STATED PROBLEM: Pick out every line in the items below that contains the word "dirt" and copy each of those lines.

THE INPUT:
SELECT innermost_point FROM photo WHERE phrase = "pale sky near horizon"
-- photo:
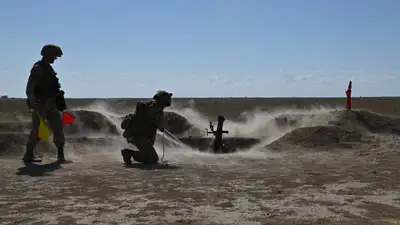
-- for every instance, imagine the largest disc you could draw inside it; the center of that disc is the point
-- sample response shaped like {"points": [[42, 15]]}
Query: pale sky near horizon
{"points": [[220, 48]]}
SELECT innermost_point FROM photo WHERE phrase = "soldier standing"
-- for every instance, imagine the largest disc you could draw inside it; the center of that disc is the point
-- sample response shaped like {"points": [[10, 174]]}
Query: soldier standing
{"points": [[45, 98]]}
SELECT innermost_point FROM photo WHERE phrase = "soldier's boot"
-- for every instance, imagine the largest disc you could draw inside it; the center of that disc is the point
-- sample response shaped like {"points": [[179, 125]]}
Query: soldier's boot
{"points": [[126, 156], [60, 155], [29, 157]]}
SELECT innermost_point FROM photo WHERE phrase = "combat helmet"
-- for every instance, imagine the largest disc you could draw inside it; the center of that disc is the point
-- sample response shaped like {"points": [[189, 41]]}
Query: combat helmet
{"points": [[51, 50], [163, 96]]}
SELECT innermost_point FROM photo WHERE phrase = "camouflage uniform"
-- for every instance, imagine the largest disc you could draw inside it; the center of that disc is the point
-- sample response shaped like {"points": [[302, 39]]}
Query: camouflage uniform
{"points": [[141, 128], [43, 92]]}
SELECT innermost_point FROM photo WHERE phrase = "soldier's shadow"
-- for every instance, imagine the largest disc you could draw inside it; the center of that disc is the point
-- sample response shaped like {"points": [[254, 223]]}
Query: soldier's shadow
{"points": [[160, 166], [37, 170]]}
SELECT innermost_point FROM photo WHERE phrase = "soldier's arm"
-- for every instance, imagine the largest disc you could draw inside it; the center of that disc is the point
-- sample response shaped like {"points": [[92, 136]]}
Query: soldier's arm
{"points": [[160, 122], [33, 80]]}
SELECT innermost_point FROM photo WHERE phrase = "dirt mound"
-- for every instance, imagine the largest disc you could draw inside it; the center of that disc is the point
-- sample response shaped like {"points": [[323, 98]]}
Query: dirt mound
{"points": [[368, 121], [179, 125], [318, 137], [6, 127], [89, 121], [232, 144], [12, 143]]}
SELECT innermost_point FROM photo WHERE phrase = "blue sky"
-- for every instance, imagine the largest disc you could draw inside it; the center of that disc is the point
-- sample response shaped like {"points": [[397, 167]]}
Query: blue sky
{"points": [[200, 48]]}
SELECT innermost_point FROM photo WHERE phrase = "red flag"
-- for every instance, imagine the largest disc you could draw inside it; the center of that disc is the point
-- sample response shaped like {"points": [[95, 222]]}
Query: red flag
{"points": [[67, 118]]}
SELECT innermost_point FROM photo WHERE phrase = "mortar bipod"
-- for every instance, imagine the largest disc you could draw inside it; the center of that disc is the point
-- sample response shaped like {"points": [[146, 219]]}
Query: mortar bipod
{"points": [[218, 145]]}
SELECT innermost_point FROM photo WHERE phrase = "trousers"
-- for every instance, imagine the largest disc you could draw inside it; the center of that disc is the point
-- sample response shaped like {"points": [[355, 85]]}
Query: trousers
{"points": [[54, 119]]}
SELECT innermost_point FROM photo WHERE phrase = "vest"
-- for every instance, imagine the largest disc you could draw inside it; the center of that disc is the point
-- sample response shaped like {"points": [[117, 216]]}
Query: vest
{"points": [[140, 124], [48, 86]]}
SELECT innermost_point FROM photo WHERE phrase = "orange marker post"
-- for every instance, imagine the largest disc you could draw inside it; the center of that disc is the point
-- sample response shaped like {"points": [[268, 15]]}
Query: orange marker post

COMPLETE ANSWER:
SELECT innermost_point FROM photo WHERE phrase = "dirt mound"
Query: dirt mound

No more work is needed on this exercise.